[Prompt] This exercise calls for all the entries that follow to be set down exactly, without their images.

━━━━

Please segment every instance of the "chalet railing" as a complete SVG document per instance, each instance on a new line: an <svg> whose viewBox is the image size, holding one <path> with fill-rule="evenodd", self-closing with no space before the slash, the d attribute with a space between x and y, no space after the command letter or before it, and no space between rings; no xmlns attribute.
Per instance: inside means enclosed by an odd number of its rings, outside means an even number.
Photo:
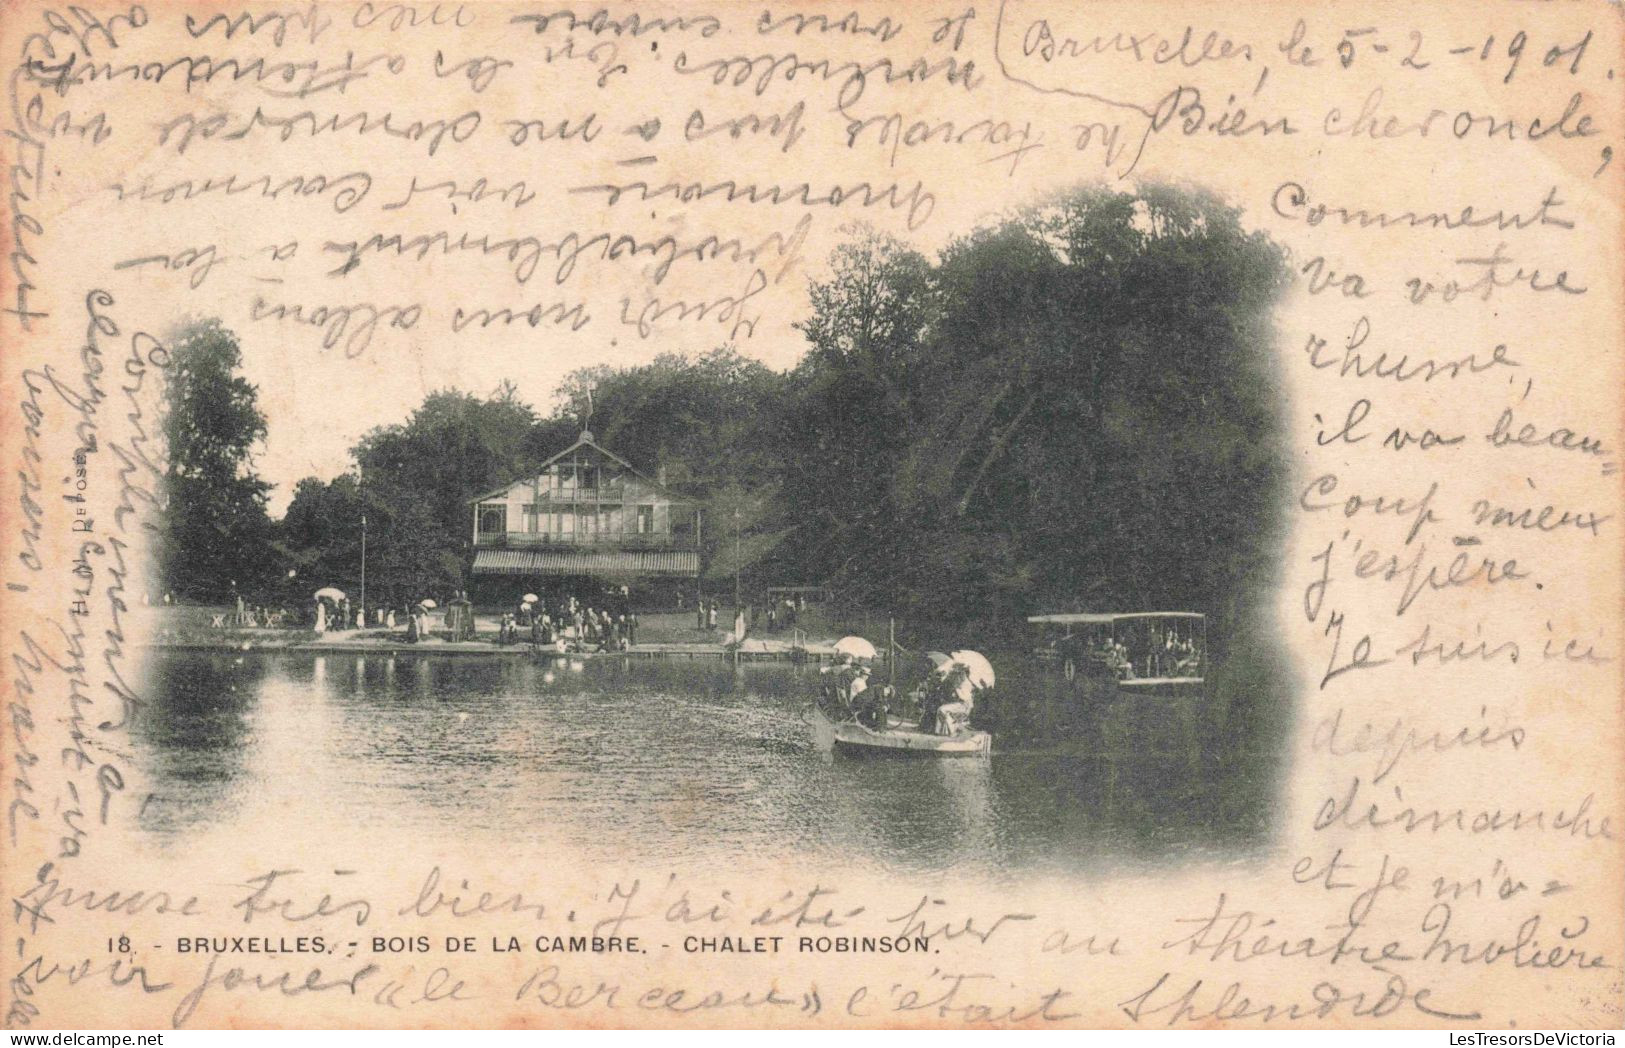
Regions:
<svg viewBox="0 0 1625 1048"><path fill-rule="evenodd" d="M532 489L527 486L525 489L525 493L527 495L532 495L537 502L547 502L564 506L589 505L605 502L620 504L626 501L628 491L628 485L624 481L613 481L608 484L600 484L595 488L583 487L578 484L569 488L543 487Z"/></svg>
<svg viewBox="0 0 1625 1048"><path fill-rule="evenodd" d="M481 532L474 545L484 549L696 549L693 535L659 532L598 531L557 534L555 532Z"/></svg>

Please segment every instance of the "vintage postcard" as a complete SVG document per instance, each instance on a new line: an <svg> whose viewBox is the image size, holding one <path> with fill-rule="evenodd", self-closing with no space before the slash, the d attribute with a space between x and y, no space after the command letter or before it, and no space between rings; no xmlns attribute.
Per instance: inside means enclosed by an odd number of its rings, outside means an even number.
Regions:
<svg viewBox="0 0 1625 1048"><path fill-rule="evenodd" d="M1625 1022L1625 12L7 0L10 1029Z"/></svg>

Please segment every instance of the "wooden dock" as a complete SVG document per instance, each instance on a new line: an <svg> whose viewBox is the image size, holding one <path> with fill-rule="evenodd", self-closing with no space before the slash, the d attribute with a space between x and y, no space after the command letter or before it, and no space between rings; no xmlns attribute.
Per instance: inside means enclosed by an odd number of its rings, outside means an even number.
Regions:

━━━━

[Task solution]
Please segment every instance of the "chalet railing" as a complete SVG document per instance, each instance on a new line: an <svg> whose viewBox is the image size, holding one <path> with fill-rule="evenodd", self-closing with no space before the slash, the d attribute with a space between x and y, no space after the command letter or before it, and no space between rings; no xmlns attribute.
Per instance: inside means enclosed by an odd number of its rings, outside means an even number.
Photo:
Regions:
<svg viewBox="0 0 1625 1048"><path fill-rule="evenodd" d="M532 489L527 486L525 489L525 493L527 495L532 495L537 502L547 502L564 506L589 505L605 502L620 504L626 501L628 491L628 485L624 481L613 481L608 484L600 484L595 488L583 487L578 484L569 488L543 487Z"/></svg>
<svg viewBox="0 0 1625 1048"><path fill-rule="evenodd" d="M481 532L474 545L484 549L696 549L693 535L659 532L598 531L557 534L555 532Z"/></svg>

Please segment every instance of the "vintage postcard" as a complete SVG document per instance, each instance on a new line: an <svg> whose viewBox is the image size, holding one <path> with fill-rule="evenodd", self-closing with no space before the slash, the d attribute with a space between x and y, no space after the command letter or before it, and no space between rings; no xmlns attribute.
Per instance: inside means enclosed by an odd number of its rings, outside means an even number.
Regions:
<svg viewBox="0 0 1625 1048"><path fill-rule="evenodd" d="M1625 1022L1625 12L7 0L10 1029Z"/></svg>

Please segment every instance of the "wooden dock" as a complete SVG document per instance, each instance on a new line: an <svg> whose viewBox is the image size, holding one <path> with fill-rule="evenodd", self-closing with no space before the slash, the d attribute with a space between x and y, no space after the command letter or before it, and no space between rings; no xmlns attribute.
Per instance: inside means enclosed by an odd number of its rings, outside means an even number.
Regions:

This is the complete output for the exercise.